◆ **Objective**:
Could you recast all of the material below as a two-column CSV with the headers "input" and "output", one row per entry, putting each entry's text and its answer into single quoted fields with every line break turned into a space?

..........

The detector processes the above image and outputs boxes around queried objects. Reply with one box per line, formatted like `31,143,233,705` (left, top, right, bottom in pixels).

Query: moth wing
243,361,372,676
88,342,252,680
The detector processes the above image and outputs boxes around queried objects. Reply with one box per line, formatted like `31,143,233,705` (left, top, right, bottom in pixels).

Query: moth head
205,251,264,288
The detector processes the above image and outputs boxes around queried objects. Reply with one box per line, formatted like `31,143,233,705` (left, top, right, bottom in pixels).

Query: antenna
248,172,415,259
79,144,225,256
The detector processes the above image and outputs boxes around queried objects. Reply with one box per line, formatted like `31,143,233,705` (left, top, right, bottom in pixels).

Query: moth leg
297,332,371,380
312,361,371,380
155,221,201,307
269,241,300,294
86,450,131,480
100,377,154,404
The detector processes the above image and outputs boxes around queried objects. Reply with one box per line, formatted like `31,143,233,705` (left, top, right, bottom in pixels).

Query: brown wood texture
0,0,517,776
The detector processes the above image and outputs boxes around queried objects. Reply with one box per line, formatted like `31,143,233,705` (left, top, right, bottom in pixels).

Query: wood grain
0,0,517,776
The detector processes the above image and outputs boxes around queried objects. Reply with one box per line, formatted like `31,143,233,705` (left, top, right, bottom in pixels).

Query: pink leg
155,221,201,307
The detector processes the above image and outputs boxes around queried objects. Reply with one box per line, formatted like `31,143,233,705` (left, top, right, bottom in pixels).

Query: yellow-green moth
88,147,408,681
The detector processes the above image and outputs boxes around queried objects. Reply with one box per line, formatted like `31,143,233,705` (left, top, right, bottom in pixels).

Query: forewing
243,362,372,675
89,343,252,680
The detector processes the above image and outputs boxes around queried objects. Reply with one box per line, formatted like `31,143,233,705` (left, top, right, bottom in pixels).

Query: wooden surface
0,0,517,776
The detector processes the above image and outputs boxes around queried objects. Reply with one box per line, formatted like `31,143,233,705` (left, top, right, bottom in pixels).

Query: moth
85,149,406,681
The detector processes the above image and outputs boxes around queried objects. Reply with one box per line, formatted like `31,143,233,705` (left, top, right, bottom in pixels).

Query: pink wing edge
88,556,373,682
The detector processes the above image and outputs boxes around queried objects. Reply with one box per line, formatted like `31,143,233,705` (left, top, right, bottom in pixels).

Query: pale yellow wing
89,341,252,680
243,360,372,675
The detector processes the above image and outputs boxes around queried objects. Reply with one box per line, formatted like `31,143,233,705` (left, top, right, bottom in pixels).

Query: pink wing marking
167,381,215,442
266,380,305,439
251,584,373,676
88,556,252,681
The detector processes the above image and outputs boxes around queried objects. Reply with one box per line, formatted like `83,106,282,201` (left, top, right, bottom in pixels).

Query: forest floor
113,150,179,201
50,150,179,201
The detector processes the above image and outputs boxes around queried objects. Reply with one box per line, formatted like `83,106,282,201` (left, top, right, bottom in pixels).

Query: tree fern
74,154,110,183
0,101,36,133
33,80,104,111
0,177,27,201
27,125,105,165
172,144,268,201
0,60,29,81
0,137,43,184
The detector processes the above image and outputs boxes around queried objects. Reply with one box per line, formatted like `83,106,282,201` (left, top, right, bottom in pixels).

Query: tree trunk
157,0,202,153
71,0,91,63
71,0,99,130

..........

◆ **Exercise result**:
input,output
"The detector processes the above image and outputs boxes around queried objects. Reply with one box per line, formatted like `31,143,233,705` (left, top, right, bottom in pixels). Query: moth wing","243,361,372,676 88,342,252,680"
"The detector processes the above image and outputs boxes around queried objects. Reply with one box per line, formatted like `31,143,233,705` (left, top, right, bottom in pixels). Query: moth head","205,251,264,288"
"The detector processes the above image and outputs boxes around queried objects. Reply with one box per line, formatted like `31,143,233,705` (left, top, right, bottom in pixels). Query: antenna","248,172,415,259 79,144,225,256"
"The detector processes the above image and outputs boxes around queried objects. Reply with one box per line, formatted like `31,143,233,705` (left, top, right, bottom in pixels). Query: moth leg","297,332,371,380 312,361,371,380 155,221,201,307 269,241,300,294 86,450,131,480 100,377,154,404"
"The detector processes the above image and outputs boxes around queried objects. Reply with one box per line, formatted like `31,143,233,705` (left, top, right, bottom in pixels). Query: brown wood texture","0,0,517,776"
"The detector processes the above image and outputs boxes around queried objects. Reply with one box per line, formatted like `31,143,233,705` (left, top, right, bottom in pixels). Query: wood grain","0,0,517,776"
"The detector processes the above image and outputs boxes around queried objects. Reply with one box per line, formatted like `31,143,233,705` (left, top, right, bottom in pixels). Query: pink leg","155,221,201,307"
"The detector processes the above image and outputs boxes around queried objects. Reply with one box per line, formatted like `31,143,233,705` (left, top, right, bottom in pixels). Query: yellow-green moth","88,147,408,681"
"The detector processes the above image and outputs boxes around queried objects. Reply with one box per line, formatted like `31,143,233,705` (left, top, right, bottom in pixels). Query: forewing","243,362,372,675 89,343,252,680"
"The detector processes the above image and outputs boxes around queried objects. Reply with one box per line, formatted like `31,143,233,705` (left, top, right, bottom in pixels). Query: wooden surface","0,0,517,776"
"The detector processes the above image and outputs boxes around queried objects. Reply with one box per line, formatted like `31,143,233,705` (left, top, right, bottom in pixels). Query: moth","85,149,406,681"
"The detector processes the above image and outputs boxes around queried objects. Reply with one box per line, formatted like `31,143,233,705` (left, top, right, bottom in pixels). Query: pink wing edge","88,556,373,682"
"The detector processes the above image and outputs boxes around queried objects. Reply with one box per line, formatted like `31,143,233,705` (left, top, right, bottom in pixels). Query: pale yellow wing","89,341,252,680 243,360,372,675"
"The detector processes the above image and outputs boxes around queried objects. Reply with one box per line, formatted like `31,143,233,705` (left, top, right, bottom in pixels). Query: pink wing marking","167,381,215,442 266,380,305,439 251,584,373,676 88,556,252,681"
"The detector processes the above image and outputs boxes around queried objects. Reply with one box per line, formatted like `83,106,282,201` (left, top, right, bottom in pixels). Query: forest floor","113,150,179,201 50,150,179,201"
"The detector processes the above image and outputs boxes around queried objects. Reply with one box per line, formatted like `83,106,282,201` (left, top, right, bottom in pixels). Query: tree fern","74,154,110,183 0,101,36,133 33,80,104,111 0,177,27,201 27,125,105,165 172,144,268,201 0,60,29,81 0,137,43,184"
"The detector processes the above image and outputs boxes around queried objects. Reply with one box per line, formatted like `83,106,282,201` (left, top, right, bottom in pixels). Query: tree trunk","157,0,202,153 71,0,91,63 71,0,99,130"